Given exercise
Update everything in the data below from the line containing "Each instance of the gray curtain" down to the line containing "[(342, 107), (374, 93), (350, 86), (319, 93), (356, 28)]" by replacing "wooden sideboard" with "oak sideboard" and leaving everything else unchanged. Give back only those lines.

Supplied material
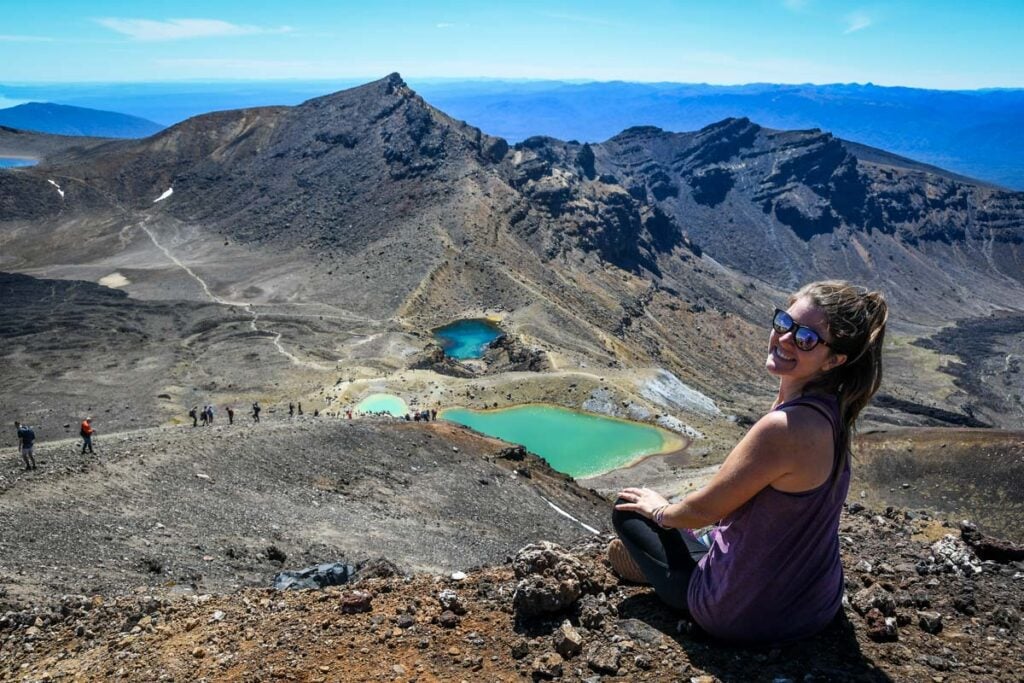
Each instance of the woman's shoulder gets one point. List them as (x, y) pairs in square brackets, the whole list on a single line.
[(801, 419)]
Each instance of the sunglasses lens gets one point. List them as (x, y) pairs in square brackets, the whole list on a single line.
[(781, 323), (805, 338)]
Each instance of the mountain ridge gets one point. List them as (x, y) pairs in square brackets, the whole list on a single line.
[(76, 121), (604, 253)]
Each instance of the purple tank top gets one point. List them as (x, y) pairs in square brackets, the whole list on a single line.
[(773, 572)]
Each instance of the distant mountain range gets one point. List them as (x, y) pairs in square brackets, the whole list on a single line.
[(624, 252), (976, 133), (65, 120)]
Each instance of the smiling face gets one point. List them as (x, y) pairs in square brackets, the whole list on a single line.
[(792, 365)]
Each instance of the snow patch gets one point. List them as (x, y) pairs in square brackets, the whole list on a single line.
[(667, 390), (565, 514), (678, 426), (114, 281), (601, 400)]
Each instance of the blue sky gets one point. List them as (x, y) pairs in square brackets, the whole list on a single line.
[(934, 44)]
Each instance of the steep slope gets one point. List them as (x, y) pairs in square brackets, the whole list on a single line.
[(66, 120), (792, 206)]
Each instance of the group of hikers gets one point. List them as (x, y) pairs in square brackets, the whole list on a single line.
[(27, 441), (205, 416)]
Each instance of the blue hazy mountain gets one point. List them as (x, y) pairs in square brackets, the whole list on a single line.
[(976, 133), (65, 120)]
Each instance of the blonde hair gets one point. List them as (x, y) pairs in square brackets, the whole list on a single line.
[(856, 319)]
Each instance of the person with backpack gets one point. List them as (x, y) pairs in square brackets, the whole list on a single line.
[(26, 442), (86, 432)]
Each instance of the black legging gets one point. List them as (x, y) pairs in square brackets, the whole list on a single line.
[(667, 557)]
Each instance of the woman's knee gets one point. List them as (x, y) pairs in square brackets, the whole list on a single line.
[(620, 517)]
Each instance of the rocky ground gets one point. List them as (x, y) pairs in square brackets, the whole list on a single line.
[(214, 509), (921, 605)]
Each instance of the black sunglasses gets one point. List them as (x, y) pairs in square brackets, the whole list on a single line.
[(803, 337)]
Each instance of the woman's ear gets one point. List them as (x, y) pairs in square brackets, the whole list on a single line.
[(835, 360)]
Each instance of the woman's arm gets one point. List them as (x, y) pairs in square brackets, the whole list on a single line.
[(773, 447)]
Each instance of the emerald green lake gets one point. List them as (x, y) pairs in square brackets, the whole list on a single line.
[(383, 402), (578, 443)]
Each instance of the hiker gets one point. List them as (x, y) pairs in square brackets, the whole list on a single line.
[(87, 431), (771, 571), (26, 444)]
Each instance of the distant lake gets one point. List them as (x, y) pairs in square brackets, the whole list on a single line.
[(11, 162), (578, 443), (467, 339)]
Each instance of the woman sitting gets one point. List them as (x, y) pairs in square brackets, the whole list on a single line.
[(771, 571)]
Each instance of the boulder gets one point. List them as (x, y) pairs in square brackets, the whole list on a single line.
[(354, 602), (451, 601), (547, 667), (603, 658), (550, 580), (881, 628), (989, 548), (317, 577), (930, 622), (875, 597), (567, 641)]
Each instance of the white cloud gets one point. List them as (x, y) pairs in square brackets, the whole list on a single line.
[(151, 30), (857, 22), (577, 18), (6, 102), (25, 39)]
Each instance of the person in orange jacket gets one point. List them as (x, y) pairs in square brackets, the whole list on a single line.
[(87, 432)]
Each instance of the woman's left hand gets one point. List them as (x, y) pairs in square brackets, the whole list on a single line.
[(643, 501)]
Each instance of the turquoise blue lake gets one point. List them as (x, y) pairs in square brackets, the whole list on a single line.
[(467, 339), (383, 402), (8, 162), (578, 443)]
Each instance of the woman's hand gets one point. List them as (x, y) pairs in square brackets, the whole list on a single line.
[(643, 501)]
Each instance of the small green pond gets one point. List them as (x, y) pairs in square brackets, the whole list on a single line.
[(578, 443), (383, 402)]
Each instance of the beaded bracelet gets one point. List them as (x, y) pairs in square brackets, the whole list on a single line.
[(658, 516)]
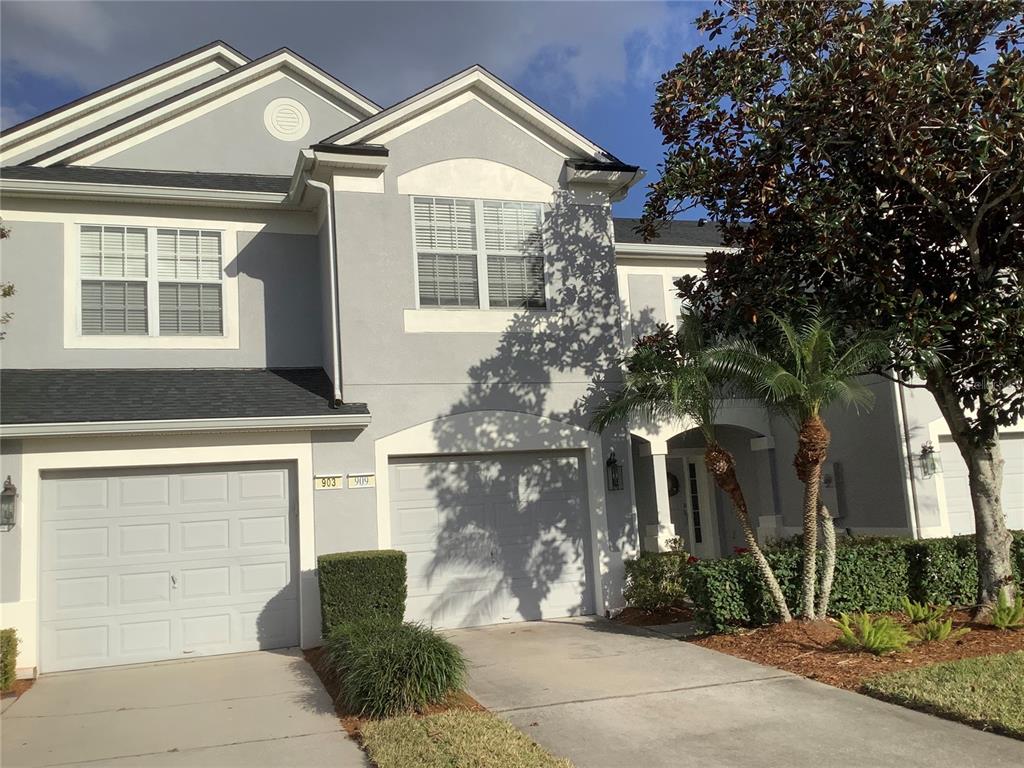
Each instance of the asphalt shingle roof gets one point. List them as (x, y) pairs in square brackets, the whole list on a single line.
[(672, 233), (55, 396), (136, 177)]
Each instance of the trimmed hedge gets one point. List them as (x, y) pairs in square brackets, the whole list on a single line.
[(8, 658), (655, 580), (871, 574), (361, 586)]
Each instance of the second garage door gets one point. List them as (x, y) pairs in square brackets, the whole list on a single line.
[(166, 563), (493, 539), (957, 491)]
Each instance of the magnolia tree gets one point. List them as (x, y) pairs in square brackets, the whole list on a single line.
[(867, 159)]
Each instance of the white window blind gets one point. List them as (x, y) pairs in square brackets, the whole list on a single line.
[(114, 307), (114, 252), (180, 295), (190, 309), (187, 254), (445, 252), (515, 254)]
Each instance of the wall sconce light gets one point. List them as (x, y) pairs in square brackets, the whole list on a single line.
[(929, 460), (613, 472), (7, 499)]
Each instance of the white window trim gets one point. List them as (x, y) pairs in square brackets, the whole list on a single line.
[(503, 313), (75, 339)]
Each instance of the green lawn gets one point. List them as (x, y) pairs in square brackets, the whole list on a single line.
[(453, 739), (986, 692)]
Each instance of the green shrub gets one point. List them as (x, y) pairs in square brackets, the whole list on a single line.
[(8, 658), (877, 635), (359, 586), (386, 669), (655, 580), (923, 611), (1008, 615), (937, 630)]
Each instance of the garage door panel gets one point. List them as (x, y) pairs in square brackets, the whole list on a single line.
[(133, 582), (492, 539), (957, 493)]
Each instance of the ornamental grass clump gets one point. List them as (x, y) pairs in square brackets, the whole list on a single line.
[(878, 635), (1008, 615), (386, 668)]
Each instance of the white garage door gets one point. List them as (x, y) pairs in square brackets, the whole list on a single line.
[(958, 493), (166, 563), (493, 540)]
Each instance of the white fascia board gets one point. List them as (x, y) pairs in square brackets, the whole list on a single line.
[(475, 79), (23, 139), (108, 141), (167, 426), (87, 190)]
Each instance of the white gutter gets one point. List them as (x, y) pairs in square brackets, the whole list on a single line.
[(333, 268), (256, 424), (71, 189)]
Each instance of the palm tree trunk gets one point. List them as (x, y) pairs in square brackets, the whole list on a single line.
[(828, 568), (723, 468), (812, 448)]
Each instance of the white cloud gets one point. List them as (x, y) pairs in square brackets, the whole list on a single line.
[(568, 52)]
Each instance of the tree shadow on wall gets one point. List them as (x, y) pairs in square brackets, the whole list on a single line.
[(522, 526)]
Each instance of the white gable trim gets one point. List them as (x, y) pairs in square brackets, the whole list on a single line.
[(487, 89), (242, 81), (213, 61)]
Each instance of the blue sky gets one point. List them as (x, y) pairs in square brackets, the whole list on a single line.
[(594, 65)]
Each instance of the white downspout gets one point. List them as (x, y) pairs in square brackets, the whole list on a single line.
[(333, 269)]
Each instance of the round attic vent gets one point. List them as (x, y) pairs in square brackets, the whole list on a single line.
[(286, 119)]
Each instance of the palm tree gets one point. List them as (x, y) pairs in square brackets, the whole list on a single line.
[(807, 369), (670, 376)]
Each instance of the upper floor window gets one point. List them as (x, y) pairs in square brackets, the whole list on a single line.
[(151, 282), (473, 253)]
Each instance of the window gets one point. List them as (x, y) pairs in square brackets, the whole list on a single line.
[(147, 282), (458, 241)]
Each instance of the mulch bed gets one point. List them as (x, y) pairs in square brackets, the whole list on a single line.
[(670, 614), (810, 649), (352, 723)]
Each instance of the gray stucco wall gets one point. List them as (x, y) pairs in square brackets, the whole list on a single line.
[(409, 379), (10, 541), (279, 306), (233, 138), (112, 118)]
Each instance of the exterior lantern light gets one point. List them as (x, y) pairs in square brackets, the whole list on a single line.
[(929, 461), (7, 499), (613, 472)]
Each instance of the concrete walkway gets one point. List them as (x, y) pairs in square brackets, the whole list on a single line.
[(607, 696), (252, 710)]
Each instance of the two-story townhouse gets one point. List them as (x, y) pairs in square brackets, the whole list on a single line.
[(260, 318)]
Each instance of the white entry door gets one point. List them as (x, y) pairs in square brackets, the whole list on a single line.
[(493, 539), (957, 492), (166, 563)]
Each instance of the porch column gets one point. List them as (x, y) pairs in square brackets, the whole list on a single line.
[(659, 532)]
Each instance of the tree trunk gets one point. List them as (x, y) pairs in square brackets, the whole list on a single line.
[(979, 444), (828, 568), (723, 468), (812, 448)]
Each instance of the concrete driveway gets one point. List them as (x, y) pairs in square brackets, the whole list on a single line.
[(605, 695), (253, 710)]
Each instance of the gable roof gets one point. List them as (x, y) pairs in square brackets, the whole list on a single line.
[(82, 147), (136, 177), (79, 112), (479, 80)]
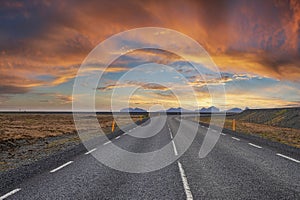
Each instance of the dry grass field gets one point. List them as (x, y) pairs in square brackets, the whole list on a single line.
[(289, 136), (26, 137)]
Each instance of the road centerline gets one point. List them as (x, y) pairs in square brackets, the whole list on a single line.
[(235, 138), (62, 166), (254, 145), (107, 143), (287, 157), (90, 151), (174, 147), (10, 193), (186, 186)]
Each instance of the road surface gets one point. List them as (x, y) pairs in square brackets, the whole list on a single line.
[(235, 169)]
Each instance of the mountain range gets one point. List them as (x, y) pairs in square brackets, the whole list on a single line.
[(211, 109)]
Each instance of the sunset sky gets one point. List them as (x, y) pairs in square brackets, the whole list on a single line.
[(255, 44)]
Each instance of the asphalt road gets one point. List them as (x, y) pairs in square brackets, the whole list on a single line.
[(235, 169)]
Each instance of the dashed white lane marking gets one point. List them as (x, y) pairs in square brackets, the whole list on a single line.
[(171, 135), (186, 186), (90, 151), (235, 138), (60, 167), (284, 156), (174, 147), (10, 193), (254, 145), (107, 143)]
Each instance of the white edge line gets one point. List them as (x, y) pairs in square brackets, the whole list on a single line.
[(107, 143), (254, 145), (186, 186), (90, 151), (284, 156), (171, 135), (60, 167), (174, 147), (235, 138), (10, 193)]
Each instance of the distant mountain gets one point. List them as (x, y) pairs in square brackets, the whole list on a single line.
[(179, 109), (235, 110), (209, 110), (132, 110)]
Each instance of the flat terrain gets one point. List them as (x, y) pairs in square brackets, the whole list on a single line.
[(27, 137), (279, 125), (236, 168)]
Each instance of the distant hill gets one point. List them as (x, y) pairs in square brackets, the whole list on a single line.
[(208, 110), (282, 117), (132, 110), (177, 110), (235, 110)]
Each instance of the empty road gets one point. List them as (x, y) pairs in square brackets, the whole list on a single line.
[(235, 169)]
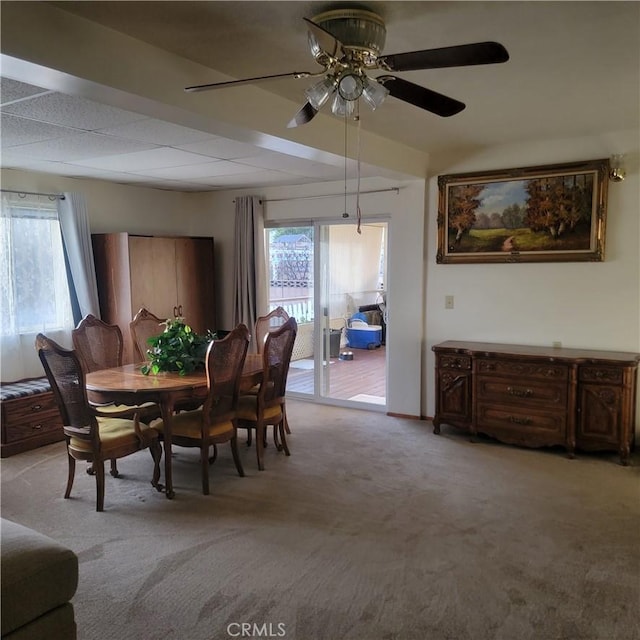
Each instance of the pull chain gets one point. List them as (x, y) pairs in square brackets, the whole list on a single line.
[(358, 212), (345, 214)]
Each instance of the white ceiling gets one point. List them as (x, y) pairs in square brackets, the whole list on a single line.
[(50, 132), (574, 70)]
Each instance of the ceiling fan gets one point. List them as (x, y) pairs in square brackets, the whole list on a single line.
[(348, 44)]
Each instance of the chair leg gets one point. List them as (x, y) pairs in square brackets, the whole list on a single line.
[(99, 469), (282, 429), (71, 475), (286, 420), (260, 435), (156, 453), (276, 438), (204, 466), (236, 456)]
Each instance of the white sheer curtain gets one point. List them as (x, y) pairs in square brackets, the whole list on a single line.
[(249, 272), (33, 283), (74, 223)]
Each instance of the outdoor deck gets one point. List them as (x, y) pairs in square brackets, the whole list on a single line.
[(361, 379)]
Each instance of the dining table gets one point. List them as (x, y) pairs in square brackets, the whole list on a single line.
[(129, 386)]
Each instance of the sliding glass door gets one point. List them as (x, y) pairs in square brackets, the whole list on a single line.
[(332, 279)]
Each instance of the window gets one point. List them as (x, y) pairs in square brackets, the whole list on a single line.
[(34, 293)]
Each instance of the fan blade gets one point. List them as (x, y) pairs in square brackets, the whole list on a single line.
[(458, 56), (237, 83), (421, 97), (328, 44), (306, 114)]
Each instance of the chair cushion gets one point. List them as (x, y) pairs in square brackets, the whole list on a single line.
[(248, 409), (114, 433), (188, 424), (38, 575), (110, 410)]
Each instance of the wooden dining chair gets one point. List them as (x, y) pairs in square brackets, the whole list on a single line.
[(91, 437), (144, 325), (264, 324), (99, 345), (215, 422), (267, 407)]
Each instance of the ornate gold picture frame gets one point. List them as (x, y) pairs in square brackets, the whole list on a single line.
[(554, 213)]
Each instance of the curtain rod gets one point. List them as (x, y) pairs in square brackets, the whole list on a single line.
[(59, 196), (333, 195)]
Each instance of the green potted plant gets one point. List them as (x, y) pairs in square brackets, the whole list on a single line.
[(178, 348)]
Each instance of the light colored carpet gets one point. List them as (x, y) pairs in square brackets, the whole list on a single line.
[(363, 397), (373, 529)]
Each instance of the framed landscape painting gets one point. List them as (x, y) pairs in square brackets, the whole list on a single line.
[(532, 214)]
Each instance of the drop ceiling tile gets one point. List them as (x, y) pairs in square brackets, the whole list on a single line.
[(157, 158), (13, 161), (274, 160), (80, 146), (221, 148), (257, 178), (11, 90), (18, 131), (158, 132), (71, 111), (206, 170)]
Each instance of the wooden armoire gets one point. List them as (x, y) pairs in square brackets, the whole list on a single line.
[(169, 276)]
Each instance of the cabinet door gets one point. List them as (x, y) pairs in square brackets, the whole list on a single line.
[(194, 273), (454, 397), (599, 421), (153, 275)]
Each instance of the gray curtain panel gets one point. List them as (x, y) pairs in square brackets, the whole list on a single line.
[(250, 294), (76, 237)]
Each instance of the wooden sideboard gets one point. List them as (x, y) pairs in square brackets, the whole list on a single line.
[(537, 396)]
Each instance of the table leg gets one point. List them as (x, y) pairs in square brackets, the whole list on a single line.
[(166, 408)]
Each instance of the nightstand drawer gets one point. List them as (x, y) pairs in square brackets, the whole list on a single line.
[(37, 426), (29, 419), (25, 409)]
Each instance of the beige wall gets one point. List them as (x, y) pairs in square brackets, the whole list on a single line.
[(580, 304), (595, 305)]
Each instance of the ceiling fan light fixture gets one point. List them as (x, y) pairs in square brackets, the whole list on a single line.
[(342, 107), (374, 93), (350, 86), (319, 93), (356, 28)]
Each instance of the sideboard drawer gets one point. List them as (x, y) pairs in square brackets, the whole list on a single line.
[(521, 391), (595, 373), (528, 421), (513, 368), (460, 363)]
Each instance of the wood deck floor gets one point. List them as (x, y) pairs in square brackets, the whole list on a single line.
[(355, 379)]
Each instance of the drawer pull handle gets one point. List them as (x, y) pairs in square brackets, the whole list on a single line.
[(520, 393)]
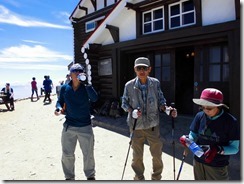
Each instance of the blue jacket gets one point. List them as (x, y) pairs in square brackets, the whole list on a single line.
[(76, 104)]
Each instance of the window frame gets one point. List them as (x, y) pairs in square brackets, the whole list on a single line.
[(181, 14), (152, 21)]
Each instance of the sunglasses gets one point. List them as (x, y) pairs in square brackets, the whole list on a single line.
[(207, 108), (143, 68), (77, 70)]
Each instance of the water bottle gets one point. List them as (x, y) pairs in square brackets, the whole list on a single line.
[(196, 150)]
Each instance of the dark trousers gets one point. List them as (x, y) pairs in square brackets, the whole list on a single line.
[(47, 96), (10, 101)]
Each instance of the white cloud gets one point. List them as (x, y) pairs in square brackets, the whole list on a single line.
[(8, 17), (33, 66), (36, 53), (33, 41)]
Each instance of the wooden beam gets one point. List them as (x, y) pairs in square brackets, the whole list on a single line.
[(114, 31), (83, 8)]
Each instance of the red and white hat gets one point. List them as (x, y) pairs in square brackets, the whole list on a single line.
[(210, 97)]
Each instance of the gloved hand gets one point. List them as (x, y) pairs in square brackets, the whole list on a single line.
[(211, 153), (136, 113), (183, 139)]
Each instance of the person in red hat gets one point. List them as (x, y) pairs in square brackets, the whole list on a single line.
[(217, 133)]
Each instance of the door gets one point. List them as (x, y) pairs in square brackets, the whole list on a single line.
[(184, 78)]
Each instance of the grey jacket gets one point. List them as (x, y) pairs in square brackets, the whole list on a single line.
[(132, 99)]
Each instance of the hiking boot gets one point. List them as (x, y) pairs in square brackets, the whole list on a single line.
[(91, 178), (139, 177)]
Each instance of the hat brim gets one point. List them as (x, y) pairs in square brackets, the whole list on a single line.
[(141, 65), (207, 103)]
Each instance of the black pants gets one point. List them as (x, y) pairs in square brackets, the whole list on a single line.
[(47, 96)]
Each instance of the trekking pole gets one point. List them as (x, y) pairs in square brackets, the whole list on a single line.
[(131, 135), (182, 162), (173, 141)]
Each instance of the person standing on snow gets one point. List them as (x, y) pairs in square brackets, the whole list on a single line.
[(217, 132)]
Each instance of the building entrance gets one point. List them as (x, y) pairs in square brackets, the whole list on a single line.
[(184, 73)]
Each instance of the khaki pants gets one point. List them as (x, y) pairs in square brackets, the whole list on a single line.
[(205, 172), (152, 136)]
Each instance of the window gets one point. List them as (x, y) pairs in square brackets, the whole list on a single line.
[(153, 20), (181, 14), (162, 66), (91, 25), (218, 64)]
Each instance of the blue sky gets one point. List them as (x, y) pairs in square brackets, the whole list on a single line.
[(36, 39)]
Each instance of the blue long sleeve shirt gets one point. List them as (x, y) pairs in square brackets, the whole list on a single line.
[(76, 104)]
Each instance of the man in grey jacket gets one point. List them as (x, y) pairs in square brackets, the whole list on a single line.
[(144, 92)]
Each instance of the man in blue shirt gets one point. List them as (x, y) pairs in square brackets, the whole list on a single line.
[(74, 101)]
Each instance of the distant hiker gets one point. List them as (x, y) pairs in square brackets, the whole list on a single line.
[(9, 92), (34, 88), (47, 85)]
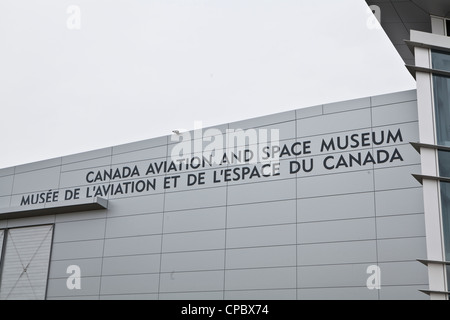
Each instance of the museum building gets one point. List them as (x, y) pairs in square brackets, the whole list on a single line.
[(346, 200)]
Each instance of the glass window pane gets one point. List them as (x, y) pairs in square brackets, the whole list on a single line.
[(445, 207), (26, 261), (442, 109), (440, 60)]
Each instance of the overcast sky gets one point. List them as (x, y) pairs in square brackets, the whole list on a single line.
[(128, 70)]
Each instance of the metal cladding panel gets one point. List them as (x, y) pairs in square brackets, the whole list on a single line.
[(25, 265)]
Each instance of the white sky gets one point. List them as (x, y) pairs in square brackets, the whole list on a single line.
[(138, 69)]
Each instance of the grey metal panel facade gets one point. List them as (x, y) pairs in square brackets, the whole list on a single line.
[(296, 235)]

Problem solution
Each instance of the gray curtain panel gets one point. List them as (x, y) pairs in square brackets, the whole list on a single line.
[(250, 294), (76, 237)]
Each instance of the oak sideboard gets one point. List them as (x, y) pairs in square brackets, the whole list on a single line.
[(537, 396)]
Each instance of the table leg gets one point. List them as (x, y) pairs in square brackets, the whole list on a single line.
[(166, 408)]
Each instance of the nightstand drawer gets one point. List them as (x, y) pairs in square brackets, the whole list on a single line.
[(37, 426), (29, 419), (25, 409)]
Each instance of the beige wall gets one point. List them as (x, y) pairs in square brackets, the whole list on a single line.
[(580, 304), (595, 305)]
Each instance of the ceiling fan light fixture gets one point. List them as (x, y) pairs in square brackets, the whole list on a single line.
[(342, 107), (374, 93), (350, 86), (319, 93), (356, 28)]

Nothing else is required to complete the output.